Görev: Aşağıda okuma ve yazma alışkanlıklarını anlatan metni, son cümlesinden sonra kaldığı yerden sürdürebilir misin?

Çalışma metni:

________________________

Lise yıllarında sesli okur, sessiz okuduğumda iyi anlayamazdım. Üniversite yıllarında sesli okuma ortamı bulamadığından, yazarak çalışmayı denedim. Elimde kalem, kağıt kısa notlar alırdım. Zamanla sessiz okumaya, dolayısıyla okumaya alıştım. Ülkemde, çevremde olup bitenler beni ilgilendirir olmuştu. O yıllar heyecanlı, hareketli yıllardı; düşüncelerimi, okuduklarımı eyleme geçirmek çabası içinde yazma ihtiyacı duymadım, vaktim de olmadı. Hayata bakışımız; “oku, düşün ve eyleme geç” idi. Duygu yoğunlaşması olduğu anlarda yazdıklarımı da kaç – göç arasında muhafaza edemedim.

________________________

Gönderimsel ifade işaretleme verisi:
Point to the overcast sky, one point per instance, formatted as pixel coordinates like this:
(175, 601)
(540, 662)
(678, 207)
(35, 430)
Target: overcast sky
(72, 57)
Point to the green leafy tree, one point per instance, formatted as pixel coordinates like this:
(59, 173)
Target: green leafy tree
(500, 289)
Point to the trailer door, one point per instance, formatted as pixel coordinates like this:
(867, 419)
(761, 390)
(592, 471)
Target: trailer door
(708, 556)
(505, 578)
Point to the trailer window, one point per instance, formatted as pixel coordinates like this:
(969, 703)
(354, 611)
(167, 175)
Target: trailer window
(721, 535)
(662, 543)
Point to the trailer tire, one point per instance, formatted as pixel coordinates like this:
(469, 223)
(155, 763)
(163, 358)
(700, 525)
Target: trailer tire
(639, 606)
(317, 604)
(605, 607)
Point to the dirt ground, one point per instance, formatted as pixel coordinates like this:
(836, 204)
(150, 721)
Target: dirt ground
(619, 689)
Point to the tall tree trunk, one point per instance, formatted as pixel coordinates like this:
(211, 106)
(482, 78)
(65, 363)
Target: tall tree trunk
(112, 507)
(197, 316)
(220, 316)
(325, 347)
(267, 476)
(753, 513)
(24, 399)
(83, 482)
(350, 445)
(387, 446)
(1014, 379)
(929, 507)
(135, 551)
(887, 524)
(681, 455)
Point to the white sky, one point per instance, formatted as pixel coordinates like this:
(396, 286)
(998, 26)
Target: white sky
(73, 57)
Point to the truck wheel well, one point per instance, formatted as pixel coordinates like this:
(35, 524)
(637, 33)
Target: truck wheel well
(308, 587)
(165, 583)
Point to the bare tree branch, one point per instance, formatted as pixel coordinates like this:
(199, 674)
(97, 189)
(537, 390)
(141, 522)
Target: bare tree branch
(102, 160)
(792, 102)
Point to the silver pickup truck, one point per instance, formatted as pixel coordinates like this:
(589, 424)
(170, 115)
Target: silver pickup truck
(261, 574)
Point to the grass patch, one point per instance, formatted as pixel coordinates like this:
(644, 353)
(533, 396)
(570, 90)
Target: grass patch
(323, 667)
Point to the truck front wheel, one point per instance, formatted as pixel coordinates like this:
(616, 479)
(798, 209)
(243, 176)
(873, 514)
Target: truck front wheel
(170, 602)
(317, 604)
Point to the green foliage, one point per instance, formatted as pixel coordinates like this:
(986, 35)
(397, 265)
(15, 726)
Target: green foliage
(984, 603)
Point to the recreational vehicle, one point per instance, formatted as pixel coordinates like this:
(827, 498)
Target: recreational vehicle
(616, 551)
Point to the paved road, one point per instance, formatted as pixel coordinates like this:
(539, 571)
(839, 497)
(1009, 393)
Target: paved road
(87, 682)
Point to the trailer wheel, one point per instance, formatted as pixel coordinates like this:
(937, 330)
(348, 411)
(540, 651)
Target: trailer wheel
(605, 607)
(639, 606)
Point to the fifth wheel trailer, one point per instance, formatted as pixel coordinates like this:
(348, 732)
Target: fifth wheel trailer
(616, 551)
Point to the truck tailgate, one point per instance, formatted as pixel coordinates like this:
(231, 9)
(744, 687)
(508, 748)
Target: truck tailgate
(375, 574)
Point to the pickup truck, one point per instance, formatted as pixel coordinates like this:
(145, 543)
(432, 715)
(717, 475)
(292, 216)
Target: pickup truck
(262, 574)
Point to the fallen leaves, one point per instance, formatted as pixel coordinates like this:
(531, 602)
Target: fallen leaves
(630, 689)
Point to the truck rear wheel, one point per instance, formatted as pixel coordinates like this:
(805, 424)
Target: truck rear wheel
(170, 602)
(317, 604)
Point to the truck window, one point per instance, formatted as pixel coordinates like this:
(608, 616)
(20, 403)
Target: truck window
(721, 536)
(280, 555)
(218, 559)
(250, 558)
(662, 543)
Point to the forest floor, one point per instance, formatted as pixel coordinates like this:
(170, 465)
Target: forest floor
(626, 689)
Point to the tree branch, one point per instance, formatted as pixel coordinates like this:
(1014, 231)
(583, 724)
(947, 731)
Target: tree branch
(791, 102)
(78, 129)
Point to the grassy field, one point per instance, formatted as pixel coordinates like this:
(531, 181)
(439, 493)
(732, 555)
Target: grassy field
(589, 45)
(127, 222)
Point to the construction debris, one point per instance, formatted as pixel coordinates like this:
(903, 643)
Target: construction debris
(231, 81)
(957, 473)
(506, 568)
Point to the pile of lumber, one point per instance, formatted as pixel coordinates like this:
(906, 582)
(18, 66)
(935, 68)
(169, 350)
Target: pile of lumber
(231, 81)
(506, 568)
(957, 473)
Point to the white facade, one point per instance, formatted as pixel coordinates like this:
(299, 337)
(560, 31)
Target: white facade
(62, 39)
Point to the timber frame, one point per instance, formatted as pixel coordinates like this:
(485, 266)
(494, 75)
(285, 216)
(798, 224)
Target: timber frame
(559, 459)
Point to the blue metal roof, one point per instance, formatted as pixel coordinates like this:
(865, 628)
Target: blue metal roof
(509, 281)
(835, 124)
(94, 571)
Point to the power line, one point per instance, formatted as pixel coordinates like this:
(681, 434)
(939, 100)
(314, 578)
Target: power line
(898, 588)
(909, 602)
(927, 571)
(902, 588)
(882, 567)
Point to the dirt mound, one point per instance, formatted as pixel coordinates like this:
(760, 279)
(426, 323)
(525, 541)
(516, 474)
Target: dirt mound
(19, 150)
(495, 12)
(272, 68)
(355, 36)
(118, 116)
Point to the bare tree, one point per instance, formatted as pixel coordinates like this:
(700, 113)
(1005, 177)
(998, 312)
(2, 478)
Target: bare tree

________________________

Alıştırma sonucu:
İş hayatının akışı içinde okuduklarımın ve düşündüklerimin çoğunu eyleme dönüştüremeyeceğimi anladım. Bu ciddi bir hayal kırıklığı idi. Yaşadığım zorlukları, haksızlıkları, çarpıklıkları gördükçe; bunlar içime dert oldukça; en azından kendimi rahatlatmak için, dolup taşanları kağıda dökmeye karar verdim.Yazdıklarımın zülfü yare dokunduğu ve kurşunun şekip bana döndüğü anlar oldu. Kalkan kullanmayı denedim; müstear isimle yazdım. Ama bir yere kadar…
Sonra yıllarca yazmadım. Yeniden eyleme geçmek için yollar aradım; sendikacılik, siyaset, adaylık, burokrasi vs. Elimi taşın altına koysam da, taşı oynatmak mümkün olmadı; uykularım kaçtı. Kendimi kuşatılmış, hapsedilmiş hissediyordum. Kabına sığmayan duygularımı doğal mecrasında tutmak için çareler aradım. Derdimi kısa ve öz en iyi şiirle ifade edebilecegimi düşündüm. Serzenişlerim, taşlamalarım, hayallerim, sevdalarım, yer yer kahırlarım döküldü beyaz sayfalara… Zülfü yare dokunduğum oldu.
Salgın süreci başlayınca daha fazla okuma, düşünme ve yazma imkanı buldum. Evde kaldığımız bu dönemde herkes farklı beceriler kazandı, yeni uğraşlar buldu, hobilerini geliştirdi. Ben de yazmayı… Yazıyorum, kendimi kasmadan, canım isterse… Yazmak bir çeşit terapidir, bana iyi geldi.